Ćwiczenie >> Przepisz cały poniższy wykaz, zamieniając każde wystąpienie "in the photo above" na "in the image shown" i pozostawiając resztę bez zmian. Obrazy pomiń.

Podane informacje >>
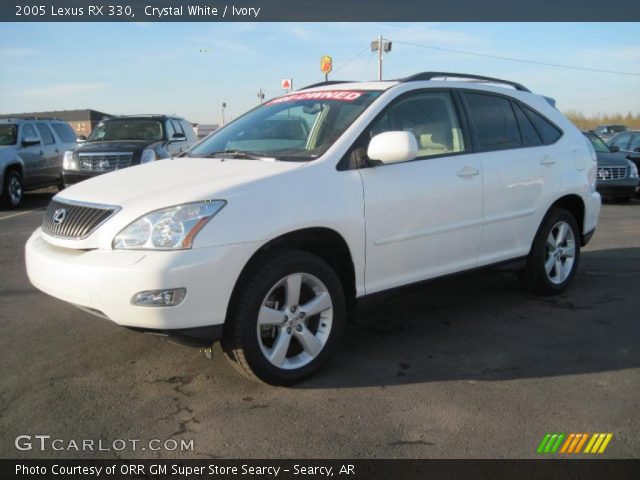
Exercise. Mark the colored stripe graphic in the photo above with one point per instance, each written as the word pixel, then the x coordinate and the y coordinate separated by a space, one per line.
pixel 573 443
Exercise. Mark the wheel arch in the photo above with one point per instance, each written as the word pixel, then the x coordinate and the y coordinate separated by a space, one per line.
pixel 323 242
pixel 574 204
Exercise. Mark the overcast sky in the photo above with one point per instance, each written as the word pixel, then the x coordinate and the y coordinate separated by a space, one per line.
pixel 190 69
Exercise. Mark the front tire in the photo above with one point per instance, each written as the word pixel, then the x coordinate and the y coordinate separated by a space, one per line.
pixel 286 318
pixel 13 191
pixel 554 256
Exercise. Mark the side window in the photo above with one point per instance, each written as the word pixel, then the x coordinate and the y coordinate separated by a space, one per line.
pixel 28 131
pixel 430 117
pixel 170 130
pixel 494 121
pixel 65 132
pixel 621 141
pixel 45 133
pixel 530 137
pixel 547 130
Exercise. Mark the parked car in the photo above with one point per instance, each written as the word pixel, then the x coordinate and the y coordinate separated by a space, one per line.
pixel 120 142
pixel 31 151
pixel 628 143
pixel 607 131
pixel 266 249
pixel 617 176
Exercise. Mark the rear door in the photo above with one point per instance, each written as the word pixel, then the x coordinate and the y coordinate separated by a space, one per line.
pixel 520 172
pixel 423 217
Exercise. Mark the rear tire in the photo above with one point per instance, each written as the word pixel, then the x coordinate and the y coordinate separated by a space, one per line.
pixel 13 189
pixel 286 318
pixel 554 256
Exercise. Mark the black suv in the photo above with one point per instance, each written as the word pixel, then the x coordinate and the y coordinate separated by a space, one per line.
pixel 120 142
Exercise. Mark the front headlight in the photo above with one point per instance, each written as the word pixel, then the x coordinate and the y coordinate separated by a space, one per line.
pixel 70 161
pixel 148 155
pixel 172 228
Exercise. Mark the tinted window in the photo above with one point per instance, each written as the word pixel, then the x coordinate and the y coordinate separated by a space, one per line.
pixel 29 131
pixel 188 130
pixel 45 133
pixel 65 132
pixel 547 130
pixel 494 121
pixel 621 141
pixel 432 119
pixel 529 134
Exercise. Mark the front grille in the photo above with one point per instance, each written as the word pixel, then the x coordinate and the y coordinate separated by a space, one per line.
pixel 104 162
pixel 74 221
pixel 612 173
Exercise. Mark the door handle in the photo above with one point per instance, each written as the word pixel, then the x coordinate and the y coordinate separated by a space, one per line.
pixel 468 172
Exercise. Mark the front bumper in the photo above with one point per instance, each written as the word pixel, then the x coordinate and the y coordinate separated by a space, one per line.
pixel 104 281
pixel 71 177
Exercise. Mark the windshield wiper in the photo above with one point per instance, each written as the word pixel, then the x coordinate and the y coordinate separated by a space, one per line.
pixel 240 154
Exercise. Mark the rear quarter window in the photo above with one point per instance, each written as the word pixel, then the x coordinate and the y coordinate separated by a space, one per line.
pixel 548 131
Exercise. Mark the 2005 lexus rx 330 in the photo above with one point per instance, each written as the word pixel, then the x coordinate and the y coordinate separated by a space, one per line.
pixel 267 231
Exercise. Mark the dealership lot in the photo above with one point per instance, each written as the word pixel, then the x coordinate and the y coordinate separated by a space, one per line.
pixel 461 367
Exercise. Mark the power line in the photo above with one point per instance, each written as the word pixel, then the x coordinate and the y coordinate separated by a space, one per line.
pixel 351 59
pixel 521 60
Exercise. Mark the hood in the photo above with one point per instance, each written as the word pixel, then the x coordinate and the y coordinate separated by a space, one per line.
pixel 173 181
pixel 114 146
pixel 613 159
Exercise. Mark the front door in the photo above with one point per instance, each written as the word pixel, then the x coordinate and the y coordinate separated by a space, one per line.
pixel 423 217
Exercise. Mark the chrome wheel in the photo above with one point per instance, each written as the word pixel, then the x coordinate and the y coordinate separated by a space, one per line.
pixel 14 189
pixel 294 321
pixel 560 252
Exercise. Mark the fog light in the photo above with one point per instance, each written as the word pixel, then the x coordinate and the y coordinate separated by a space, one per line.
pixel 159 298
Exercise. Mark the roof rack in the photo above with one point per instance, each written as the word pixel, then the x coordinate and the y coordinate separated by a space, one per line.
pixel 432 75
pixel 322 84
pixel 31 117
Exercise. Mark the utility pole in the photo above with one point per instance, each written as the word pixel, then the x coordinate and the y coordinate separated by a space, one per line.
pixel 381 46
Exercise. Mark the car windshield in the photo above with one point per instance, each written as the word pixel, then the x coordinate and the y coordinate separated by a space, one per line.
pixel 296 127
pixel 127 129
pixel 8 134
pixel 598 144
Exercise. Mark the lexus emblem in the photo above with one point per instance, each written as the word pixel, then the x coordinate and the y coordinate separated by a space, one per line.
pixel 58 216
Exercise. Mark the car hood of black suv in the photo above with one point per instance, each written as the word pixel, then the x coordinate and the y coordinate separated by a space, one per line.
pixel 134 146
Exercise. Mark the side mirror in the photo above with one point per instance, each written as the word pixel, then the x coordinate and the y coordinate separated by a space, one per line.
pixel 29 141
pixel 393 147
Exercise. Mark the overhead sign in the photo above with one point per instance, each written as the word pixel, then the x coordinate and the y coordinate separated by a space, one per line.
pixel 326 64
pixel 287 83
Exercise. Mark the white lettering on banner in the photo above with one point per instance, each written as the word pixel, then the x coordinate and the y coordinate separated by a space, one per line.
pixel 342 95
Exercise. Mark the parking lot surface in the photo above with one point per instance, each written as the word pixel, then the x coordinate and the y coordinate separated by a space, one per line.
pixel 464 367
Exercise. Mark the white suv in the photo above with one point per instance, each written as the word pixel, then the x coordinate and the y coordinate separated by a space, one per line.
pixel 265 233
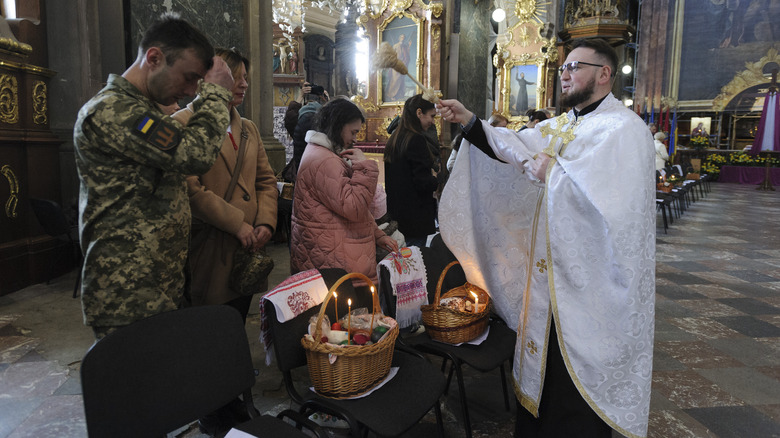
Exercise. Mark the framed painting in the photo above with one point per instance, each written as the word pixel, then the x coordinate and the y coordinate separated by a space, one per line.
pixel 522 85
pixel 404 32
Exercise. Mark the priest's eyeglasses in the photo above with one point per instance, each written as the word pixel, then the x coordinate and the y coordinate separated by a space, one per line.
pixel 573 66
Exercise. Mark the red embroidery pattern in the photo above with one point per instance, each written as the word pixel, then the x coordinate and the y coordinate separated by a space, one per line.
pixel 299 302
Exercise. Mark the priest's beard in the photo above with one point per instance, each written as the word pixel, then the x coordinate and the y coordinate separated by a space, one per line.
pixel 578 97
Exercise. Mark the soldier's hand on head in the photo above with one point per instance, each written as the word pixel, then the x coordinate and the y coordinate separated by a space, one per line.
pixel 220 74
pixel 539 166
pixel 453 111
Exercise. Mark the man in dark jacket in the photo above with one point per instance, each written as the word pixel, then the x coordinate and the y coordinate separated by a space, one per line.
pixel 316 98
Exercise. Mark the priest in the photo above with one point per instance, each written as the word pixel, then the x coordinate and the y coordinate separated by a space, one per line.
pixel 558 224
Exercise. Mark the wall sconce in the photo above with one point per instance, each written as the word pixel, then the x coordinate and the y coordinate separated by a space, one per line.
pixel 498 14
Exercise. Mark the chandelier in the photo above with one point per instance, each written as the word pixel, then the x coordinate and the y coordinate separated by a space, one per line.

Rozwiązanie ćwiczenia >>
Exercise. Mark the colored stripe graphic in the image shown with one point per instance, each written as the word pixel, then the x coordinate and the y coordinate separated by a space, one per line.
pixel 573 443
Exercise. Mark the wheel arch in the image shown with one point per instance, each written as the word pixel, then the x coordinate and the y coordinate separated by a space, one per line.
pixel 323 242
pixel 574 204
Exercise. Mark the overcast sky in the image shown with one point per instance, each written as the word pixel, then the x coordinate and the y coordinate separated by a space, one per line.
pixel 190 69
Exercise. Mark the front tire in the image shown with one point per instance, each written as the word pixel, then the x coordinate and the y coordinate separated by a space, one per line.
pixel 286 318
pixel 13 191
pixel 554 256
Exercise. Mark the side window in the image shown with one point per instance, each written as the word pixel, then the x coordinate and the y coordinate separated by a space, one per line.
pixel 28 131
pixel 430 117
pixel 170 130
pixel 494 121
pixel 65 132
pixel 621 141
pixel 45 133
pixel 530 137
pixel 547 130
Exercise. Mark the parked car in the image shown with one point per instance, each written as the word pixel, then the x coordinate and the y coordinate separated by a space, one per line.
pixel 120 142
pixel 31 151
pixel 628 143
pixel 607 131
pixel 266 249
pixel 617 176
Exercise. Mark the rear door in the image shown with one point per instance, each written as the word pixel, then the x coordinate and the y coordinate separated by a space, one per line.
pixel 520 172
pixel 423 217
Exercise. Mark the rear tire in the image shown with one point per instance, each written as the word pixel, then the x coordinate and the y coordinate separated by a space, one per line.
pixel 13 189
pixel 286 318
pixel 554 256
Exercise. Mark the black suv in the image shown with one point per instance, each written as the word pixel, then the x coordinate and the y coordinate separated by a space, one per line.
pixel 120 142
Exercise. Mark the front headlight in the image shown with one point per instance, each written as the word pixel, then the x coordinate and the y coordinate separated by a space, one per line.
pixel 70 161
pixel 148 155
pixel 172 228
Exercise. Mark the tinted window in the image shown with one point per instance, each written as the word pixel, then the x coordinate and the y coordinate separated by a space, one per line.
pixel 29 131
pixel 188 130
pixel 45 133
pixel 65 132
pixel 547 130
pixel 494 121
pixel 621 141
pixel 432 119
pixel 529 134
Exercise. Mark the front grille in the image shown with one point per instance, each written as the word pixel, then the x coordinate and the y coordinate separated by a space, one per line.
pixel 104 162
pixel 74 221
pixel 612 173
Exercise. Mark the door handle in the image shown with one point per instance, each written as the word pixel, then the x coordinate and the y coordinate separated by a space, one per line.
pixel 468 172
Exercise. Mark the front bumper in the image shown with one point per instance, each written as the word pixel, then the x coordinate and the y coordinate separated by a space, one per line.
pixel 104 281
pixel 71 177
Exercise. Mark the windshield wiper in the image shown with one point per instance, each written as the word pixel, then the x coordinate and the y coordinate separated by a space, one per line.
pixel 240 154
Exercise. Mark the rear quarter window in the image shown with one point per instance, each written as the word pixel, then the x coordinate and the y coordinate separated by a space, one per line.
pixel 548 131
Exercise. Mark the 2005 lexus rx 330 in the image shown with one point per instance, each written as the word pixel, then the x coordinate and the y coordinate separated by a space, one per line.
pixel 267 231
Exercise. Mark the dealership lot in the image shown with one point per instance, each written as the word pixel, then the x coordinate and the y coordinate separated by a space, one per line.
pixel 461 367
Exercise. Mark the power line in the image shown with one point per instance, each written as the word pixel, then the x coordinate and the y coordinate separated by a space, one per line.
pixel 351 59
pixel 521 60
Exercise. Mark the hood in the image shown with one point per instance, each written as the word pixel, then the x coordinate and the y coordinate separated by a space, one per line.
pixel 173 181
pixel 114 146
pixel 613 159
Exercise. Mark the front door in the image shown with one point per instance, each written as the word pixel, then the x coordinate and the y coordinate separated by a space, one per line.
pixel 423 217
Exercise. Mark the chrome wheel in the image shown with one point per instance, each written as the word pixel, then the x coordinate and the y coordinate separated by a space, one per line.
pixel 14 189
pixel 294 321
pixel 560 252
Exercise. Mark the fog light in the image shown with one point per instance, each written as the word pixel, then the x coordinate and the y coordinate separated by a space, one per line.
pixel 159 298
Exercise. Mark the roof rack in the image shown with one point per instance, each written as the word pixel, then the x coordinate and the y coordinate separated by a space, one per line.
pixel 432 75
pixel 322 84
pixel 31 117
Exercise. Mark the utility pole in the image shown with one point per instance, each written as the word pixel, then the x coordinate and the y coordinate separated by a space, one per line.
pixel 381 46
Exercise. Mark the car windshield in the image shown with one point per instance, each written as the word pixel, then the x coordinate and the y coordinate separated by a space, one per line.
pixel 296 127
pixel 127 129
pixel 8 134
pixel 598 144
Exercise. Mark the lexus emblem in the image shown with one point per instance, each written as the word pixel, then the x coordinate and the y coordinate separated by a space, one per line.
pixel 58 216
Exercise. Mark the car hood of black suv in the image shown with one point per instance, each written as the word pixel, then the x coordinate and the y coordinate separated by a space, one per line.
pixel 134 146
Exercise. Mark the side mirror in the image shown with one point per instance, each written as the word pixel, then the x coordinate and the y coordinate separated by a space, one per line.
pixel 29 141
pixel 393 147
Exercise. Mark the overhead sign in the image shown with one point per instance, each written as the word pixel, then the x coordinate and the y coordinate separated by a space, one per line.
pixel 326 64
pixel 287 83
Exercise. Mark the white lettering on banner in the image shown with one point per instance, each written as the word pixel, then the x coordinate and the y coordinate separated by a space, one per line.
pixel 342 95
Exercise. Mark the parking lot surface in the image shown with one point per instance, each written as the word pixel, then the x coordinate and the y coordinate separated by a space, one per line.
pixel 464 367
Exercise. Mark the white suv in the image shown with one point per instance, each written as the word pixel, then the x coordinate and the y coordinate separated by a space, one per line.
pixel 265 233
Exercise. Mark the framed painting in the image shown with one point per instance, each written as the word pixel, then the x coordinate and the y coordinate separated by a space, one per line.
pixel 522 85
pixel 404 32
Exercise. Mark the priest's eyeglasses in the image shown with one point per instance, each written as the word pixel, then the x coordinate and the y coordinate separated by a space, one per line.
pixel 573 66
Exercise. Mark the red embroidery pattern in the image shown with one point per instance, each written as the word pixel, then the x coordinate and the y coordinate separated by a space, one per line.
pixel 299 302
Exercise. Mark the priest's beard in the image shown with one point per instance, each written as the word pixel, then the x coordinate and the y coordinate separated by a space, one per line.
pixel 578 97
Exercise. Mark the soldier's hand on head in the image shown with one point per instance, each written as the word pixel, then the x coordinate and the y coordinate separated by a space, one per line.
pixel 220 74
pixel 539 166
pixel 453 111
Exercise. Mark the man in dark jacket in the image shown with one point per instance, each written as the word pixel, then the x coordinate and the y coordinate separated by a space, one per line.
pixel 316 98
Exercise. Mark the priest in the image shown with one point per instance, each written as the word pixel, then the x coordinate and the y coordinate separated by a space, one per line.
pixel 558 224
Exercise. Mark the wall sconce in the image shown with one point per instance, each written as the word pixel, then the x coordinate and the y coordinate separated by a space, one per line.
pixel 498 14
Exercise. Mark the chandelier in the image shown with one point per instance, each written as the word pixel, then the x coordinate and the y coordinate separated by a space, one per line.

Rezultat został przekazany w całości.